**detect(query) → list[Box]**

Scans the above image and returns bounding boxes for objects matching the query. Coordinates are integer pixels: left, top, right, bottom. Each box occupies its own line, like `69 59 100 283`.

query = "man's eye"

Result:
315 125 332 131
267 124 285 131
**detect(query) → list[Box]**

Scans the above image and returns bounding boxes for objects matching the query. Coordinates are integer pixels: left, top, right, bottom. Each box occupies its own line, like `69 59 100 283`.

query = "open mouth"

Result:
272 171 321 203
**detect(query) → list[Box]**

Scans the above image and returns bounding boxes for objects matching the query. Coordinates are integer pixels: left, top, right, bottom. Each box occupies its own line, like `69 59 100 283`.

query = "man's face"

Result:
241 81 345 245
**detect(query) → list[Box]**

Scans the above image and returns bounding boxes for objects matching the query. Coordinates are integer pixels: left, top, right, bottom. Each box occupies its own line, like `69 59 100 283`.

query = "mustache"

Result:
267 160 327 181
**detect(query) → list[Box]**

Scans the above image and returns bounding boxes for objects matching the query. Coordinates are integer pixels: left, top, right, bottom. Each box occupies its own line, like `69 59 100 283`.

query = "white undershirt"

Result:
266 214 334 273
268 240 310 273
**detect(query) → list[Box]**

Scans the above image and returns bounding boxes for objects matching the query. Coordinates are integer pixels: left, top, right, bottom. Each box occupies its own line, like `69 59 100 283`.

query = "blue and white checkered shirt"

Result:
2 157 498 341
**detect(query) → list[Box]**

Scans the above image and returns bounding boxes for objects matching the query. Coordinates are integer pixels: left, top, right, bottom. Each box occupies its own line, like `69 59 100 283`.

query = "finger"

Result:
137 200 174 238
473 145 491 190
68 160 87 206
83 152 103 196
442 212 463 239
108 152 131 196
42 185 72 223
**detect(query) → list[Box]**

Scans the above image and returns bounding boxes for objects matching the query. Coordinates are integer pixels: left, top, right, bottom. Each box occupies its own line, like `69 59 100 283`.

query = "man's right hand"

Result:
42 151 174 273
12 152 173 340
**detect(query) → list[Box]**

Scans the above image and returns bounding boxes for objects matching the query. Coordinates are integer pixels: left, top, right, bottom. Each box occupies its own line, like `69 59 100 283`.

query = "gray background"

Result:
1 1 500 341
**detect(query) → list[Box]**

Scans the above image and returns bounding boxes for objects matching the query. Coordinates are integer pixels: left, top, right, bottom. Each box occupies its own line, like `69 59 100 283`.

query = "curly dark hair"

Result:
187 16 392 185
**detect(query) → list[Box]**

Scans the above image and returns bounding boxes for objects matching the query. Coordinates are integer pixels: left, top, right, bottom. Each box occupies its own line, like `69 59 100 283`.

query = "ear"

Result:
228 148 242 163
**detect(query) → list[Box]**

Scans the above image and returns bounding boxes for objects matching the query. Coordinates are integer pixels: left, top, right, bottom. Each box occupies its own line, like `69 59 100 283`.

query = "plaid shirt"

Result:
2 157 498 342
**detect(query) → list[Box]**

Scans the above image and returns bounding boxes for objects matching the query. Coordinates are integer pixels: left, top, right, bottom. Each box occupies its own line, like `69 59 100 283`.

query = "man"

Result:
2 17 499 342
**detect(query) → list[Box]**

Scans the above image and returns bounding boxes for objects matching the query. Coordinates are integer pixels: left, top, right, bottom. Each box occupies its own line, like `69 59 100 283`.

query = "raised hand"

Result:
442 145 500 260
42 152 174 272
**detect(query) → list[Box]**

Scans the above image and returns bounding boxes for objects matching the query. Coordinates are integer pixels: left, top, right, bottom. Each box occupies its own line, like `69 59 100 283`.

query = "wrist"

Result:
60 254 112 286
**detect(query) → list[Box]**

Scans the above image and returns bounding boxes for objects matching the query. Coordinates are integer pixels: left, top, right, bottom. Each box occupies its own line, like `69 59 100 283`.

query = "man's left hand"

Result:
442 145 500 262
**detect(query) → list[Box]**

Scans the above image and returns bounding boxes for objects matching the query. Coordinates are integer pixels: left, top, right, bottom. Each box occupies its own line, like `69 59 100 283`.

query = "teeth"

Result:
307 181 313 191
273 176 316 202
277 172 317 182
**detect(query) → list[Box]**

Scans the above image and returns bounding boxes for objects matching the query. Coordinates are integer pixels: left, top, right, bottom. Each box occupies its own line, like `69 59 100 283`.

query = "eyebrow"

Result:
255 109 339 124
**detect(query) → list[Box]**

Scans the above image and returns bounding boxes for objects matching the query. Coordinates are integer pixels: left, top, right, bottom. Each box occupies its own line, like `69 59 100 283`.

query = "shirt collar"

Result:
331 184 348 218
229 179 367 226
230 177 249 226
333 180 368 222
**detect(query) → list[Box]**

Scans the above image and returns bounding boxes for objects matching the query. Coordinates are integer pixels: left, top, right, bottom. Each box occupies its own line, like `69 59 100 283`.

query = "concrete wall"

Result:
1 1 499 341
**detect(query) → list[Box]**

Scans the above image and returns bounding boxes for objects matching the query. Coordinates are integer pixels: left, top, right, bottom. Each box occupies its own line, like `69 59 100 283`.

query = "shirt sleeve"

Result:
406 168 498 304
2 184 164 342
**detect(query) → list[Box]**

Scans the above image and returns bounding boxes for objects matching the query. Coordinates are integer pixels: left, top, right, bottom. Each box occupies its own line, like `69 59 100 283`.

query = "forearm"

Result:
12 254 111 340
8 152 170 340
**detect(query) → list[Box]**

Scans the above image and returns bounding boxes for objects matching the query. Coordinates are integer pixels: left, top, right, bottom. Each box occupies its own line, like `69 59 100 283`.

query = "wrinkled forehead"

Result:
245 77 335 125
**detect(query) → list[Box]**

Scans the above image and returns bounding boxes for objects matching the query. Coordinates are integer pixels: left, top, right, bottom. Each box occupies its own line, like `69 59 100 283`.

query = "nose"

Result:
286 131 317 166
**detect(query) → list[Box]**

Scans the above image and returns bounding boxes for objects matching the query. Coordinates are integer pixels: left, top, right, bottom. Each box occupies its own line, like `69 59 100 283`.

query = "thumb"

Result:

*WHAT THE EXERCISE ASKS*
Look through the entries above; copy every line holding the string "hand".

*SOLUTION FOR THIS EXERCISE*
query = "man's right hand"
query = "raised hand"
query = "man's left hand"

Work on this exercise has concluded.